>> start

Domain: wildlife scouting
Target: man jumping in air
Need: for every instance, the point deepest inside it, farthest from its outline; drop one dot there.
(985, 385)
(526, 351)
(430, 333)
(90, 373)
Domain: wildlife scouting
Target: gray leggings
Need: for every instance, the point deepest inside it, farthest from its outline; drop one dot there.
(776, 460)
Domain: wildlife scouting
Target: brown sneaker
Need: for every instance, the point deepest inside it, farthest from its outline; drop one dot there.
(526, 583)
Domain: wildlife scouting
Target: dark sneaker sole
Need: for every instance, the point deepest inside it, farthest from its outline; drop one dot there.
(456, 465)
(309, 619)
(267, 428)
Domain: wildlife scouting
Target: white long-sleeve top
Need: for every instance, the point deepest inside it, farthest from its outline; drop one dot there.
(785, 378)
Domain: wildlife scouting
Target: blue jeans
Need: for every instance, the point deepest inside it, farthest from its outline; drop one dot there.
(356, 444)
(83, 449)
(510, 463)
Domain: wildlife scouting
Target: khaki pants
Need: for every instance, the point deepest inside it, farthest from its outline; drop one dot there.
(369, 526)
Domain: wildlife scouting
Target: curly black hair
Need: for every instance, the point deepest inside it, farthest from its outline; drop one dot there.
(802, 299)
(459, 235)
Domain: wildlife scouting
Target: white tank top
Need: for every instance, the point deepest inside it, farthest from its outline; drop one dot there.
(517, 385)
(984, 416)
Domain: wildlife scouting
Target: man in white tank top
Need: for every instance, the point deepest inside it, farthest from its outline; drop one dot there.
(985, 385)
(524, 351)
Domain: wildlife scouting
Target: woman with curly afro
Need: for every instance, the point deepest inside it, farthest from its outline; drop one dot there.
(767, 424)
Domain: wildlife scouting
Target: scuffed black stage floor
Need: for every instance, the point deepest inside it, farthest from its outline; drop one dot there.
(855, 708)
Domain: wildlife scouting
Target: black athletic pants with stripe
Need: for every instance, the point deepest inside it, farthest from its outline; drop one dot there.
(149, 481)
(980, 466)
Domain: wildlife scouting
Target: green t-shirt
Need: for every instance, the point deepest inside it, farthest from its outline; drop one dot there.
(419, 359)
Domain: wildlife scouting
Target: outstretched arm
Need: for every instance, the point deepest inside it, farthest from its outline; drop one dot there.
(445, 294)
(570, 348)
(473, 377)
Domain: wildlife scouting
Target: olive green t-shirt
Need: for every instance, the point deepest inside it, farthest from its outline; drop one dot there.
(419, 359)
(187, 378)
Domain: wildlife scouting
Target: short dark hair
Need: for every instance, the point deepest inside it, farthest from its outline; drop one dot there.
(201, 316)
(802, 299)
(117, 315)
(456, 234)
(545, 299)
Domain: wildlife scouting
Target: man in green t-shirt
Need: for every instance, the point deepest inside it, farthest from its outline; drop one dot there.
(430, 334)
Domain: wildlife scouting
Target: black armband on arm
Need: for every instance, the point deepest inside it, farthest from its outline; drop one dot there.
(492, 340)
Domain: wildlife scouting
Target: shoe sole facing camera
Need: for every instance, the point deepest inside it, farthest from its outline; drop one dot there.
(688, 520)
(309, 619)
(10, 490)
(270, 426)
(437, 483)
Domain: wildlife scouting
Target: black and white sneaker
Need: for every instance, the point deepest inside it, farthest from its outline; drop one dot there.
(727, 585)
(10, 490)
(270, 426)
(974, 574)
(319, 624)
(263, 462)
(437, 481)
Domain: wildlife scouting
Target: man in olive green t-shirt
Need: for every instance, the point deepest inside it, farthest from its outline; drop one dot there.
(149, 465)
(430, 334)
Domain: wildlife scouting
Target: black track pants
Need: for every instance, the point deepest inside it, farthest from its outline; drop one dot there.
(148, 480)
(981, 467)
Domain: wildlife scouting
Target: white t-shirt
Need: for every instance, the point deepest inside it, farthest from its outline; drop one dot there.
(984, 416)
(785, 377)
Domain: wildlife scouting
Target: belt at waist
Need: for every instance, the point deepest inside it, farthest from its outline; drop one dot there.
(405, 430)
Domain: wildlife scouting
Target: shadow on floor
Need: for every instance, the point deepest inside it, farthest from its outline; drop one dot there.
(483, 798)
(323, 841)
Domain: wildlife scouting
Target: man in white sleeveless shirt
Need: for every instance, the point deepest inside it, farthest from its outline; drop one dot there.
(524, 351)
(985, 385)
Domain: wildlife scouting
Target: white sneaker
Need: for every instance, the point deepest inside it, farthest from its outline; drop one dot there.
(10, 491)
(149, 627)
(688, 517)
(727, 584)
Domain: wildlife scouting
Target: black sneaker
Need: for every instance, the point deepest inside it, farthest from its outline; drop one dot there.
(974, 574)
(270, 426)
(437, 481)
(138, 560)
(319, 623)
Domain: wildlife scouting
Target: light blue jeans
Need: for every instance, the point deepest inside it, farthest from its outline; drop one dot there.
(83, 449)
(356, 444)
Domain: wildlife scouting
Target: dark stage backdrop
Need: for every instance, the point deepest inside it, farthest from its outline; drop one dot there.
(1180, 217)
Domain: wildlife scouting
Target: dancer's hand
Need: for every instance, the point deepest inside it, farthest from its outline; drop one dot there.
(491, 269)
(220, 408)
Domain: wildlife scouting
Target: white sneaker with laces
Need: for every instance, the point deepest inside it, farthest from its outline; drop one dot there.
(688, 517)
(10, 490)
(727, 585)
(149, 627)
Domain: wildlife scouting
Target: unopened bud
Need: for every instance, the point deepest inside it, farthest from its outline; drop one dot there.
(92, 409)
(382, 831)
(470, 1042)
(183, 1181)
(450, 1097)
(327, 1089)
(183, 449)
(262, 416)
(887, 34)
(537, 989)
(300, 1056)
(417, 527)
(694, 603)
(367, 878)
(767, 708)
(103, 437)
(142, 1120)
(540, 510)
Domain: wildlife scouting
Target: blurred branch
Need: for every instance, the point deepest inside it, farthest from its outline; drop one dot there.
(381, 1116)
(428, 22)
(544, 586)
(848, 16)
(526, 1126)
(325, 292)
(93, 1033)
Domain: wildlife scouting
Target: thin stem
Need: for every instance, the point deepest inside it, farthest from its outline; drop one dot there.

>> end

Please repeat the material above, word for word and in full.

- REPLY TO THE EXERCISE
Domain: wildlife scouting
Target: man jumping in air
Need: for every instance, the point deepest inside it, farthest from its outline; drop one dot there.
(985, 385)
(526, 351)
(430, 333)
(90, 373)
Domain: wildlife scouting
Target: gray leggings
Need: for every instance, the point deepest inside it, farthest from its outline; drop one dot there.
(776, 460)
Domain: wildlife scouting
Target: brown sneaker
Need: for every instance, the point deepest inside it, farthest from its outline; drop one dot there.
(526, 583)
Domain: wildlife scouting
Target: dark sneaker sole
Need: for every instance, the point deepest inside it, farthest from its outline; drop one dot there.
(456, 465)
(309, 619)
(267, 428)
Domain: wildlife scouting
Target: white long-sleeve top
Need: for every instance, the point deepest inside it, farthest from its outline; drop one dot there.
(785, 378)
Domain: wildlife scouting
Target: blue jeans
Need: for every instance, the point deepest inside it, farthest from its outline; drop one dot there.
(356, 444)
(83, 449)
(510, 463)
Domain: wildlife scouting
Target: khaki pants
Need: for every instance, the point deepest inside it, farthest from its outline; drop one dot there.
(369, 526)
Domain: wildlife scouting
Target: curly black hair
Need: for every instance, the point deepest inside it, farthest from its outline; drop one dot there.
(802, 299)
(459, 235)
Domain: wildlife scouting
Target: white tank top
Need: for every instance, the point deepest inside it, farthest from its outline; drop one dot there.
(517, 385)
(984, 416)
Domain: wildlife scouting
Target: man in white tank top
Need: for every instance, the point deepest inside it, farthest from its outline; drop one dot there.
(985, 385)
(524, 351)
Domain: wildlife scouting
Target: woman with curly afro
Need: for every instance, the point deepest inside it, farthest from its outline; drop one dot there.
(767, 424)
Domain: wildlife scouting
Target: scuffed black stage floor
Need: for every instance, the point deepest inside it, farthest from its outline; drop one dot there.
(855, 708)
Domain: wildlife scouting
Target: black athletic pants with stripe
Need: for every instance, the point deepest inside it, farthest from its outline; drop one dot there.
(149, 481)
(980, 466)
Domain: wildlife scouting
Target: green t-shirt
Need: for every instance, the point deepest inside it, farthest from its outline; drop one dot there.
(419, 359)
Domain: wildlife scouting
Target: outstretched arm
Need: for every instance, the point deepest inside it, farthest from its outline; drop one dot there.
(445, 294)
(570, 348)
(473, 377)
Domain: wildlife scouting
Target: olive green t-shirt
Need: for every instance, the point deepest inside it, farthest from its outline; drop one dot there.
(419, 359)
(187, 378)
Domain: wildlife scouting
Target: short dark hair
Need: for every instance, the point deepest inside it, farthest from its outline; drop one dot there.
(201, 316)
(802, 299)
(117, 315)
(456, 234)
(545, 299)
Domain: wildlife scouting
Target: man in green t-shirt
Need: for every instance, the point deepest inside it, farthest from its outline; drop one dot there.
(430, 334)
Domain: wildlife scouting
Target: black armband on arm
Need: for every instance, the point deepest inside it, farthest from its outline; drop one dot there.
(492, 340)
Domain: wildlife scouting
Target: shoe sole facing camera
Need: for every instance, the point deepest inside it, farthest from its outline; drop one dot there.
(688, 520)
(309, 619)
(10, 490)
(270, 426)
(437, 483)
Domain: wildlife scouting
Target: black and white sneaker
Need: for every instance, the point deepest inside it, farthest from its outline; drop one dot there.
(727, 585)
(10, 490)
(270, 426)
(974, 574)
(319, 624)
(263, 462)
(437, 481)
Domain: wildlife scouting
Target: man in olive green t-shirt
Need: for every instance, the point deepest inside it, farthest from its outline; drop one dot there.
(149, 465)
(430, 334)
Domain: wildlife scouting
Target: black track pants
Need: for every instance, the point deepest inside it, farthest from its outline; drop one dot there.
(148, 480)
(981, 467)
Domain: wildlife scouting
Target: white t-shirt
Need: for every instance, the point deepest inside it, farthest from its outline; drop one dot there.
(984, 416)
(785, 377)
Domain: wildlife scouting
Target: belt at waist
Need: for every instance, the point deepest inside it, farthest from its outline; drop one dot there.
(405, 430)
Domain: wildlife scouting
Target: shadow on floor
Need: for every instance, the point deepest inside it, farthest from its outline; drop one dot there.
(483, 798)
(323, 841)
Domain: wildlife scouting
Target: man in white sleeveless shirt
Need: for every instance, the point deepest inside it, farthest from its outline; drop one dot there.
(524, 351)
(985, 385)
Domain: wildlife scouting
Target: white sneaker
Need: for every instance, the point deepest inside it, farthest from its outline; drop one dot there.
(10, 491)
(149, 627)
(688, 517)
(727, 584)
Domain: wildlife scouting
Target: black sneaker
Need: for every instance, the point deepest inside it, farthest from its outline; drop one dot there.
(974, 574)
(270, 426)
(437, 481)
(138, 560)
(319, 623)
Domain: wildlife scouting
Target: light blue jeans
Need: for every instance, the point deepest inside it, farthest from its outline; drop one dot there.
(83, 449)
(356, 444)
Domain: wildlife scouting
Target: dark stage backdrop
Need: for every instance, the point deepest inside it, farthest from its outline; drop one dot there.
(1180, 217)
Domain: wildlife scouting
Target: dancer's hand
Need: for every instance, the point deepest inside it, farthest from its outline; drop one dot there.
(491, 269)
(220, 408)
Domain: wildlife scouting
Target: white sneaker with laces
Need: for every instance, the point deepest inside it, farthest from its outline; drop one dot there.
(688, 517)
(10, 490)
(727, 585)
(149, 627)
Domain: wildlife scouting
Target: unopened bud
Need: for every instance, the point deepest inside it, farthest from its outline; drop one dot there.
(92, 409)
(382, 831)
(470, 1042)
(183, 1181)
(450, 1097)
(327, 1089)
(183, 449)
(262, 416)
(887, 34)
(537, 989)
(300, 1056)
(417, 527)
(694, 603)
(367, 878)
(767, 708)
(103, 437)
(142, 1120)
(540, 510)
Domain: wildlife scouting
Target: blurred branch
Need: for every instance, the point deepest inside it, farthest from its outline; drop one dot there.
(381, 1116)
(428, 22)
(544, 586)
(848, 16)
(526, 1126)
(325, 292)
(93, 1033)
Domain: wildlife scouting
Target: thin stem
Need: for every instance, the point deepest inside it, farthest from its outline; drop one dot there.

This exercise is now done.